▸ WRITTEN PROBLEM: Reproduce every one of the entries below line for line, without changing a single character.

▸ DATASET ROWS:
━━━━━━━━━━━━━━━━━━━━

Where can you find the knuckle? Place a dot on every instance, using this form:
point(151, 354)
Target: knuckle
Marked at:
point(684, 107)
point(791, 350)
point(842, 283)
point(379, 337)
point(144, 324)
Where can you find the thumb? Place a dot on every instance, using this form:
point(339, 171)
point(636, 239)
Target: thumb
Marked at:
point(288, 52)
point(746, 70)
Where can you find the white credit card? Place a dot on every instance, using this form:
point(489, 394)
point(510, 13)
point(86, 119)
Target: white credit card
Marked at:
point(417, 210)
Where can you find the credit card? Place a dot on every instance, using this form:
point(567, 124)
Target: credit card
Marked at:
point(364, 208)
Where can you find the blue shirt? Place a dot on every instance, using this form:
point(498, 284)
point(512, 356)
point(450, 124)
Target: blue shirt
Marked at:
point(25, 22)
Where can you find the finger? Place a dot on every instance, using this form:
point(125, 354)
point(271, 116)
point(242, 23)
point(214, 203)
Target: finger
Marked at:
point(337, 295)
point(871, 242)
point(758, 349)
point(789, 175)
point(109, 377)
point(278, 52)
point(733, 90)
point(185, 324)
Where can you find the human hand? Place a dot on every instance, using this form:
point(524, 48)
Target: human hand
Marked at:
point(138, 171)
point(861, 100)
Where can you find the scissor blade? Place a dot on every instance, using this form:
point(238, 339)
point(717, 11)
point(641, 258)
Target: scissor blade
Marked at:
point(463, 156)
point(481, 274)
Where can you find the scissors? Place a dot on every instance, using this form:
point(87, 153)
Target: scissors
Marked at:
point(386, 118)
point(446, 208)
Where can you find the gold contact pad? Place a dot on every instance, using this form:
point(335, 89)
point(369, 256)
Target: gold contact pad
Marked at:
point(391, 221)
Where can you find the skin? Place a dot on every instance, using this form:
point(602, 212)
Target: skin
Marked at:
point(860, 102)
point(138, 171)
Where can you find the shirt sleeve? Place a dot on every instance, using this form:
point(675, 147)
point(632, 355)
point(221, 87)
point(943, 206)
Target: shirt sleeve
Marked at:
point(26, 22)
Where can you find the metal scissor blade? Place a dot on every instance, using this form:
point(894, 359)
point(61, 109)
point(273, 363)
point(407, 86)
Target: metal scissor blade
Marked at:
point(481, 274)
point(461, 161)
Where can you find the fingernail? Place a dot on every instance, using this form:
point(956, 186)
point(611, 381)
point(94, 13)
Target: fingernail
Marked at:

━━━━━━━━━━━━━━━━━━━━

▸ WRITTEN ANSWER:
Where can you find the knuckle? Place a dot on every instance, using this form:
point(151, 354)
Target: knuckle
Marked at:
point(684, 107)
point(791, 350)
point(842, 283)
point(379, 337)
point(144, 324)
Where can you find the thumb? Place a dot on every instance, using this form:
point(339, 171)
point(636, 239)
Target: thumb
Marked at:
point(288, 52)
point(746, 70)
Where can you find the white credit card? Place a dot on every instance, using this form:
point(489, 394)
point(510, 13)
point(86, 119)
Target: white credit card
Marked at:
point(417, 210)
Where can you find the credit card? Place a dot on every instance, using this form:
point(567, 124)
Target: credit card
Marked at:
point(364, 208)
Where can you find the blue shirt? Place a dot on every instance, using this form:
point(498, 284)
point(512, 356)
point(450, 124)
Target: blue shirt
Marked at:
point(25, 22)
Where can you find the finger? Place a dot on every instance, using this form:
point(125, 354)
point(271, 116)
point(242, 23)
point(214, 203)
Target: finger
Marked at:
point(337, 295)
point(871, 242)
point(758, 349)
point(789, 175)
point(109, 377)
point(278, 52)
point(733, 90)
point(185, 324)
Where can you find the human hand? Place a dot on every instance, using this form:
point(524, 48)
Target: human hand
Marked at:
point(138, 171)
point(861, 100)
Where can you find the scissor blade? Place a dot on every instance, using this form:
point(238, 339)
point(717, 11)
point(641, 258)
Target: scissor blade
Marked at:
point(463, 156)
point(481, 274)
Where can you find the scissors? Place a dot on every instance, using this form:
point(87, 153)
Target: scissors
Marked at:
point(386, 118)
point(446, 208)
Where can you find the gold contact pad? Place a dot on every instance, using this form:
point(335, 89)
point(369, 256)
Target: gold contact pad
Marked at:
point(391, 221)
Where can you find the skin? Place a dot on every instance, using this form:
point(602, 212)
Target: skin
Marked at:
point(860, 102)
point(138, 171)
Where can you find the shirt sleeve? Place a dot on every instance, using this form:
point(675, 147)
point(632, 355)
point(221, 87)
point(943, 206)
Target: shirt sleeve
Marked at:
point(26, 22)
Where can you find the metal scissor blade? Place a dot on every instance, using this form:
point(894, 359)
point(61, 109)
point(273, 363)
point(407, 86)
Target: metal scissor blade
Marked at:
point(481, 274)
point(461, 161)
Where can you find the fingernail? Place a dot on every instance, using this form:
point(956, 186)
point(611, 381)
point(94, 13)
Target: fingernail
Marked at:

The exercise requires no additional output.